__Directions for this task__
Reproduce the entries, starting at the beginning and ending at the line containing "M 552 476 L", but swap "instance" for "occurrence" and keep everything else unchanged. Leave the pictures out of your answer.

— start of Source material —

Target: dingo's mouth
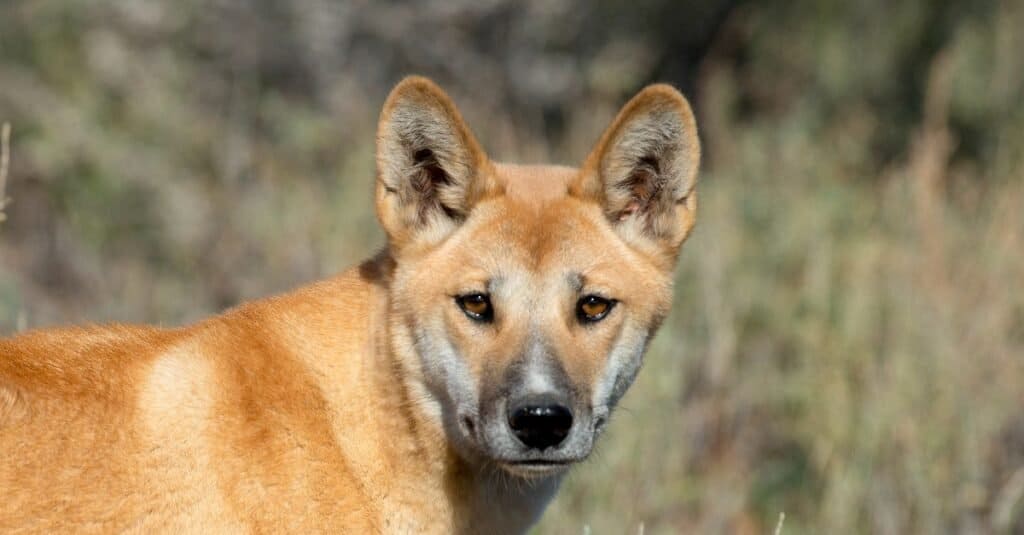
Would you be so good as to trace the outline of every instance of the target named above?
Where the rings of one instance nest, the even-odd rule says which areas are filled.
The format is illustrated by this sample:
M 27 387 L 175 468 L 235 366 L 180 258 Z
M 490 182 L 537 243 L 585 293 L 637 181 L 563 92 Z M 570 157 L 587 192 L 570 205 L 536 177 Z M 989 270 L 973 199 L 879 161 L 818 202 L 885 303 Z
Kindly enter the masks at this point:
M 552 476 L 560 471 L 567 470 L 569 466 L 575 464 L 574 459 L 569 460 L 549 460 L 549 459 L 524 459 L 514 461 L 502 461 L 500 464 L 509 472 L 527 477 L 538 478 Z

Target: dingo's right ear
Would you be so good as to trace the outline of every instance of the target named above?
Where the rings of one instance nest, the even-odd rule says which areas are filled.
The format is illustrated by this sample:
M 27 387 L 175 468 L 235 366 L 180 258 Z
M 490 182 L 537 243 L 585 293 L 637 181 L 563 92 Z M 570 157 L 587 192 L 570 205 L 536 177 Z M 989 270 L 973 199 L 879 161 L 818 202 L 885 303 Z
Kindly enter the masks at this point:
M 627 243 L 674 260 L 696 218 L 700 141 L 686 98 L 644 88 L 623 107 L 570 187 L 596 201 Z
M 436 242 L 493 183 L 486 155 L 452 99 L 426 78 L 391 90 L 377 127 L 377 216 L 392 246 Z

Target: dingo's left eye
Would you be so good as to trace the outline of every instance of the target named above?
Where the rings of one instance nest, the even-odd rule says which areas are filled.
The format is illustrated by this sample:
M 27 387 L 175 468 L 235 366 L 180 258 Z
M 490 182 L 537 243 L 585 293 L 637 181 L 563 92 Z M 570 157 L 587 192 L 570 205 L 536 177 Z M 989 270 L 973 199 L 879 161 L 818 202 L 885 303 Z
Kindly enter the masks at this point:
M 478 322 L 489 322 L 495 317 L 495 311 L 490 306 L 490 297 L 483 293 L 470 293 L 460 295 L 455 298 L 462 312 L 466 313 L 471 320 Z
M 577 302 L 577 318 L 582 322 L 598 322 L 604 319 L 615 305 L 612 299 L 597 295 L 587 295 Z

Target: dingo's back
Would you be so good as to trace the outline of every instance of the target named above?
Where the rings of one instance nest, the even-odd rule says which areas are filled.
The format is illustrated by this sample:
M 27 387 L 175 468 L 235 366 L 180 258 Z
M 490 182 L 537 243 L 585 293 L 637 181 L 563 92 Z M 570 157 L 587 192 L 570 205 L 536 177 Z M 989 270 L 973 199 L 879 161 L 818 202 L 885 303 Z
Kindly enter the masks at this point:
M 388 246 L 361 265 L 188 327 L 0 340 L 0 531 L 537 520 L 668 313 L 695 220 L 689 106 L 651 86 L 580 168 L 508 165 L 413 77 L 377 145 Z

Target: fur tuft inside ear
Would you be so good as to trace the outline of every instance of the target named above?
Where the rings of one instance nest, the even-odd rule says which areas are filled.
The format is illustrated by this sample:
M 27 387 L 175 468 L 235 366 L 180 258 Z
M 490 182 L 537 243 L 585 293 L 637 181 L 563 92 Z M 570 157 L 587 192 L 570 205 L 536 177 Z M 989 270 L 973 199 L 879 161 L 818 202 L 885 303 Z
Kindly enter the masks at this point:
M 488 167 L 444 91 L 415 76 L 395 86 L 377 132 L 377 213 L 393 242 L 446 235 L 485 193 Z
M 597 201 L 628 242 L 674 257 L 695 219 L 699 163 L 689 102 L 672 86 L 652 85 L 623 107 L 570 193 Z

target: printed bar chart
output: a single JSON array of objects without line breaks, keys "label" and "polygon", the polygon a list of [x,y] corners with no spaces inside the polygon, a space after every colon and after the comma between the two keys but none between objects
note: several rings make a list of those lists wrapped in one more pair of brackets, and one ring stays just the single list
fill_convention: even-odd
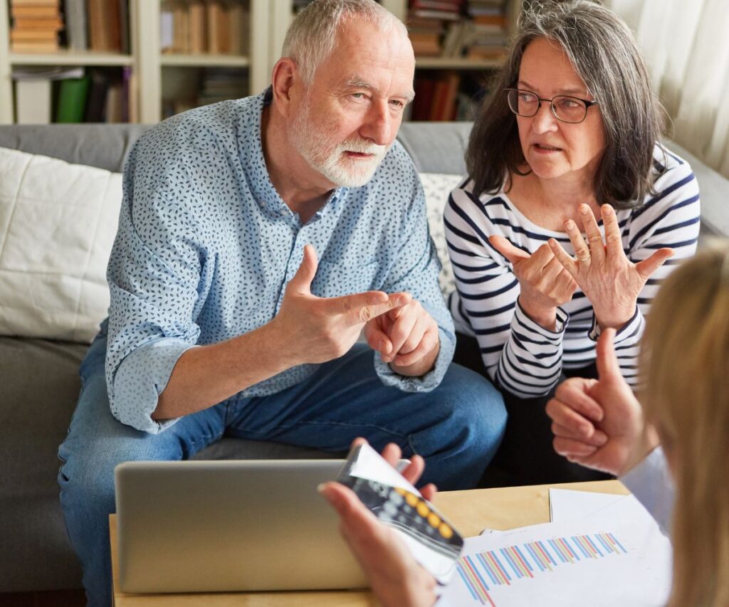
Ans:
[{"label": "printed bar chart", "polygon": [[534,578],[562,565],[627,553],[612,533],[571,536],[467,555],[459,559],[456,571],[474,602],[496,607],[489,595],[494,587]]}]

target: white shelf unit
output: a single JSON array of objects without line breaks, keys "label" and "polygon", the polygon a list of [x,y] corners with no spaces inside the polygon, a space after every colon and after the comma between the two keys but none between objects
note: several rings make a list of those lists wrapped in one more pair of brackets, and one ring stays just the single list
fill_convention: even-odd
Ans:
[{"label": "white shelf unit", "polygon": [[[0,0],[0,124],[12,124],[14,114],[12,68],[16,66],[130,66],[140,122],[153,123],[162,115],[162,71],[176,67],[244,67],[249,93],[262,90],[278,54],[291,15],[290,0],[249,0],[251,53],[232,55],[163,55],[160,51],[160,0],[129,2],[130,52],[128,55],[74,52],[15,53],[9,49],[9,0]],[[275,14],[276,13],[276,14]],[[278,16],[284,15],[283,20]],[[273,29],[276,28],[276,29]],[[282,29],[281,29],[282,28]],[[278,43],[278,48],[276,44]]]},{"label": "white shelf unit", "polygon": [[[0,124],[11,124],[14,103],[12,73],[16,66],[130,66],[134,79],[141,122],[158,122],[162,116],[163,70],[165,68],[247,68],[249,93],[268,86],[278,60],[286,31],[292,17],[292,0],[249,0],[250,36],[249,55],[163,54],[160,50],[160,0],[129,2],[130,52],[128,55],[78,52],[65,50],[53,53],[14,53],[9,50],[9,0],[0,0]],[[401,20],[407,19],[408,0],[380,0]],[[506,0],[510,22],[518,12],[521,0]],[[418,58],[418,69],[491,70],[498,61],[444,58]]]}]

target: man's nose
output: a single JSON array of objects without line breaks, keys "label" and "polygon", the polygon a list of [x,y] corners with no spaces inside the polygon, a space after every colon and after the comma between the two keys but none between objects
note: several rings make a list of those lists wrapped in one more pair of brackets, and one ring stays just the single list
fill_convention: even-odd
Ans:
[{"label": "man's nose", "polygon": [[[381,101],[373,103],[360,129],[360,134],[379,146],[387,146],[391,142],[393,118],[390,115],[389,103]],[[395,127],[397,128],[397,127]]]}]

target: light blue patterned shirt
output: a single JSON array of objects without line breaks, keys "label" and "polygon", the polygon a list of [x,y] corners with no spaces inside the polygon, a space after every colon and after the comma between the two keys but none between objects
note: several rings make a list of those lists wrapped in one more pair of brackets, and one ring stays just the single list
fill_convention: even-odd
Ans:
[{"label": "light blue patterned shirt", "polygon": [[[175,421],[160,423],[151,415],[186,350],[247,333],[276,316],[307,243],[319,259],[313,294],[408,291],[438,324],[434,369],[422,377],[404,377],[376,354],[384,384],[432,390],[453,356],[440,264],[407,152],[396,141],[370,183],[335,189],[302,225],[266,170],[261,112],[267,93],[165,120],[140,138],[127,162],[107,273],[106,372],[112,412],[139,430],[157,433]],[[317,367],[289,369],[237,398],[273,394]]]}]

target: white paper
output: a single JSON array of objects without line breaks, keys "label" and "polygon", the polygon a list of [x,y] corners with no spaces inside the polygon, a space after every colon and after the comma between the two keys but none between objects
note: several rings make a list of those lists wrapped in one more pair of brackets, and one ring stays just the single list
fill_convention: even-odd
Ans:
[{"label": "white paper", "polygon": [[552,522],[579,520],[615,504],[618,500],[626,498],[635,500],[633,496],[574,491],[571,489],[550,489],[550,520]]},{"label": "white paper", "polygon": [[420,496],[420,491],[405,480],[399,472],[367,444],[362,445],[356,461],[348,474],[351,477],[368,479],[390,487],[399,487]]}]

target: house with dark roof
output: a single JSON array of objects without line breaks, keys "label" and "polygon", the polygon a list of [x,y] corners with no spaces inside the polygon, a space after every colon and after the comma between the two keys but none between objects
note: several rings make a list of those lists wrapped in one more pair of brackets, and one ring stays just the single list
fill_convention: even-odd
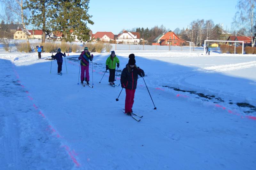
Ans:
[{"label": "house with dark roof", "polygon": [[[250,37],[246,36],[229,36],[227,40],[227,41],[243,41],[245,46],[251,46],[252,45],[252,40]],[[228,43],[229,45],[233,45],[234,44],[235,42],[227,42]],[[226,42],[226,43],[227,43]],[[243,43],[242,42],[239,42],[239,43],[242,45]],[[236,44],[237,44],[237,43]]]},{"label": "house with dark roof", "polygon": [[186,42],[173,32],[166,33],[159,40],[159,43],[161,45],[184,45]]},{"label": "house with dark roof", "polygon": [[116,41],[124,44],[139,44],[140,38],[140,35],[138,32],[129,32],[124,31],[118,35]]},{"label": "house with dark roof", "polygon": [[[25,32],[24,29],[19,28],[16,30],[13,34],[13,39],[16,40],[25,40]],[[41,39],[43,38],[43,30],[27,30],[26,34],[28,36],[29,39]]]},{"label": "house with dark roof", "polygon": [[98,32],[92,35],[92,38],[100,41],[110,41],[115,40],[115,35],[112,32]]}]

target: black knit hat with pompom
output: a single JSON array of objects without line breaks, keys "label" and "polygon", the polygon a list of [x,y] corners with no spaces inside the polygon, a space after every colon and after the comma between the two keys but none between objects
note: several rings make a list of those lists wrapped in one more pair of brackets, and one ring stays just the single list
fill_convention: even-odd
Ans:
[{"label": "black knit hat with pompom", "polygon": [[135,56],[134,55],[134,54],[131,54],[130,55],[129,55],[129,58],[130,59],[134,59],[135,58]]}]

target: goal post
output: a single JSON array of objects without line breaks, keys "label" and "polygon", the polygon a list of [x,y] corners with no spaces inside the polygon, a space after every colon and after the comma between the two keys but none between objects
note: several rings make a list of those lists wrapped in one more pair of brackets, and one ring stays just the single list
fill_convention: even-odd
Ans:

— end of Source material —

__Response below__
Target: dingo's mouth
Would you be so good as to trace the outline of every occurrence of the target named above?
Where the rings of one occurrence nest, the even-odd rule says which areas are filled.
The format is illustrated by this sample:
M 27 387 L 175 468 L 235 366 L 180 258 Z
M 490 182 L 537 243 L 585 293 L 637 181 L 563 92 Z M 570 157 L 587 192 L 570 205 L 536 177 Z M 989 270 L 973 199 L 879 161 L 818 202 L 885 303 Z
Kindly enter the masks at this point:
M 552 476 L 560 471 L 567 470 L 569 466 L 575 464 L 574 459 L 569 460 L 549 460 L 549 459 L 524 459 L 514 461 L 502 461 L 500 464 L 509 472 L 527 477 L 538 478 Z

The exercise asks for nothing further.